Write out the entries below line for line, without changing anything.

>> BEGIN ENTRIES SHOWN

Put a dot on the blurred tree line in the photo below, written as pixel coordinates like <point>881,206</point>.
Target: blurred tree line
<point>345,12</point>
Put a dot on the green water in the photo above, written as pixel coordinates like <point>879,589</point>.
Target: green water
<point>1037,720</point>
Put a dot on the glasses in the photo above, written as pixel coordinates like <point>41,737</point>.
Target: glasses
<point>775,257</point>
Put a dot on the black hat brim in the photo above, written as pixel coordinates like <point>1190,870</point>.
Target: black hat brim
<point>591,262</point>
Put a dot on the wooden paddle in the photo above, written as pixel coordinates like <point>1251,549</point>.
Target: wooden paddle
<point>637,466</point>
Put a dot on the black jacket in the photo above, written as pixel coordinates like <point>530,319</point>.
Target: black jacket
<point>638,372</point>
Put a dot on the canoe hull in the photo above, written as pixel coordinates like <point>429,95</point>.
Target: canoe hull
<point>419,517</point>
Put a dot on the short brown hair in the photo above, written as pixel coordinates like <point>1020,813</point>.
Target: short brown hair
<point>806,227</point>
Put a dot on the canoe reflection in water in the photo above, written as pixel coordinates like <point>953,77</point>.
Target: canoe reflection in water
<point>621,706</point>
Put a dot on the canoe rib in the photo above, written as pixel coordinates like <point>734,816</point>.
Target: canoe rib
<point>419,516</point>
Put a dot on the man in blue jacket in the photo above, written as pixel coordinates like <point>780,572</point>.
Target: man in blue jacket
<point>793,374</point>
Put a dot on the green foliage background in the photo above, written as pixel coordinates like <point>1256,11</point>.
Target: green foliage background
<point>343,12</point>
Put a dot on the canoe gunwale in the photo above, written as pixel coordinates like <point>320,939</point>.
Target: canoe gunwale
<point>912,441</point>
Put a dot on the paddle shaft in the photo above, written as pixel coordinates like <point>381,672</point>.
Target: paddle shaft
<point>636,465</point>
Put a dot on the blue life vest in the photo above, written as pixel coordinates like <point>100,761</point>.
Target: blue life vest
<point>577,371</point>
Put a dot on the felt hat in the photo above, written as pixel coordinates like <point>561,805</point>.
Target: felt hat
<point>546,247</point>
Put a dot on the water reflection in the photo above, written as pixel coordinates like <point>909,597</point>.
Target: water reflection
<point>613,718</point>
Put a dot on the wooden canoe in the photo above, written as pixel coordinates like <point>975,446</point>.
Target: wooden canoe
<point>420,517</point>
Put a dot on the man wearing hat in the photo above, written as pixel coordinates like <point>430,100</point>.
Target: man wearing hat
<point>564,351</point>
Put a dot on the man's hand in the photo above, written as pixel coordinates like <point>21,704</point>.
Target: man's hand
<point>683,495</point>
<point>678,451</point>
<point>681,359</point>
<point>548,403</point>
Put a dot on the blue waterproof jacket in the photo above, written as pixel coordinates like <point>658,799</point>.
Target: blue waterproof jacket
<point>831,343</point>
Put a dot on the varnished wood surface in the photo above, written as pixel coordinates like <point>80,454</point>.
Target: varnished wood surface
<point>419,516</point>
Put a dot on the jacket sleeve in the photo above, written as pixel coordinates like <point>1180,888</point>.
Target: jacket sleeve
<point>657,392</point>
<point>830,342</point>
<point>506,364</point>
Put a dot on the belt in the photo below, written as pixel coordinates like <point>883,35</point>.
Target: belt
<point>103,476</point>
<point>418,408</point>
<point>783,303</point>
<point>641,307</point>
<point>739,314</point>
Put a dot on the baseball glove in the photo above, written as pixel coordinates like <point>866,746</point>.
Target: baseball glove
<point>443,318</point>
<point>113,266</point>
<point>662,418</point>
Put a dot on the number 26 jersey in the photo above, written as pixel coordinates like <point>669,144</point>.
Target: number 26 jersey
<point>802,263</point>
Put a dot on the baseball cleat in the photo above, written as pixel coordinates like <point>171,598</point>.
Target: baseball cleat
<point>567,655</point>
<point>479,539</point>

>> END ENTRIES SHOWN

> [COMPLETED EXERCISE]
Put a dot on the blurred tree line in the photo below, written as pixel coordinates like <point>881,206</point>.
Target: blurred tree line
<point>345,12</point>
Put a dot on the green water in the photo above, written as pixel coordinates like <point>879,589</point>.
Target: green water
<point>1037,720</point>
Put a dot on the glasses in the photo above, written as pixel coordinates like <point>41,737</point>.
Target: glasses
<point>775,257</point>
Put a dot on the black hat brim in the photo above, written as pixel coordinates like <point>1190,870</point>.
Target: black hat brim
<point>591,262</point>
Put a dot on the wooden paddle in the photo above, written as pixel coordinates like <point>1251,549</point>.
Target: wooden paddle
<point>637,466</point>
Put a dot on the black jacket in the photo above, written as pixel coordinates like <point>530,319</point>.
Target: black jacket
<point>638,372</point>
Put a dot on the canoe hull in the photo above, written as pixel coordinates like <point>429,95</point>.
Target: canoe hull
<point>419,517</point>
Put a dot on the short brown hair in the photo above, written as pixel coordinates like <point>1020,813</point>.
Target: short brown hair
<point>806,227</point>
Put a dot on the canoe reflection in water in the photo above, written as pixel coordinates like <point>953,77</point>.
Target: canoe reflection in water
<point>621,706</point>
Put a dot on the canoe rib in the photo above, written as pixel coordinates like <point>734,816</point>.
Target: canoe rib
<point>419,516</point>
Put a dot on the man in blue jacket in the photo above, written as pixel coordinates like <point>780,572</point>.
Target: man in blue jacket
<point>793,374</point>
Put a dot on the green foliage background in the photo above, written as pixel coordinates like <point>1256,11</point>.
Target: green foliage background
<point>343,12</point>
Put a dot on the canoe gunwale in the photo above, written as pixel coordinates like <point>320,939</point>.
Target: canoe gunwale
<point>912,441</point>
Put a dot on the paddle shaft in the photo above, written as pixel coordinates like <point>381,672</point>.
Target: paddle shaft
<point>636,465</point>
Put a dot on the blue life vest in the photo above, written as pixel coordinates like <point>100,761</point>.
Target: blue life vest
<point>577,371</point>
Put a dot on the felt hat in the photo above, written as pixel coordinates like <point>561,805</point>.
Target: felt hat
<point>546,247</point>
Put a dot on the water reflection in the photo above, written as pixel coordinates like <point>909,597</point>.
Target: water reflection
<point>613,718</point>
Put a dot on the wooden canoe in the photo above, written as pixel coordinates like <point>975,446</point>.
Target: wooden canoe
<point>420,517</point>
Put a dot on the man wearing hat in the photo above, written as pixel coordinates like <point>430,100</point>.
Target: man wearing hat
<point>564,351</point>
Put a dot on the man's hand in the photo above, written as pixel coordinates like <point>21,704</point>.
Target: man's hand
<point>683,495</point>
<point>678,451</point>
<point>681,359</point>
<point>548,403</point>
Put a dot on the blue waterproof jacket in the photo above, written as pixel coordinates like <point>658,799</point>.
Target: blue waterproof jacket
<point>831,343</point>
Put a dot on the varnished wood surface in the photo above, written as pixel coordinates like <point>80,454</point>.
Target: varnished wood surface
<point>419,516</point>
Put a dot on the jacket sleeve in the photo above, written as pixel coordinates like <point>1180,888</point>.
Target: jacket sleeve
<point>657,392</point>
<point>830,342</point>
<point>506,364</point>
Put a dot on the belt in the photo below, written as pixel coordinates like <point>883,35</point>.
Target: belt
<point>103,476</point>
<point>418,408</point>
<point>783,303</point>
<point>641,307</point>
<point>739,314</point>
Put a dot on the baseball glove in the photo above, written as pixel coordinates like <point>866,746</point>.
Target: baseball glove
<point>443,318</point>
<point>113,266</point>
<point>662,418</point>
Put a dot on the number 26 jersey in the photo above, written as pixel coordinates like <point>669,144</point>.
Target: number 26 jersey
<point>802,263</point>
Put a dot on the baseball cleat in the photo above, written as pixel coordinates like <point>171,598</point>.
Target: baseball cleat
<point>567,655</point>
<point>479,539</point>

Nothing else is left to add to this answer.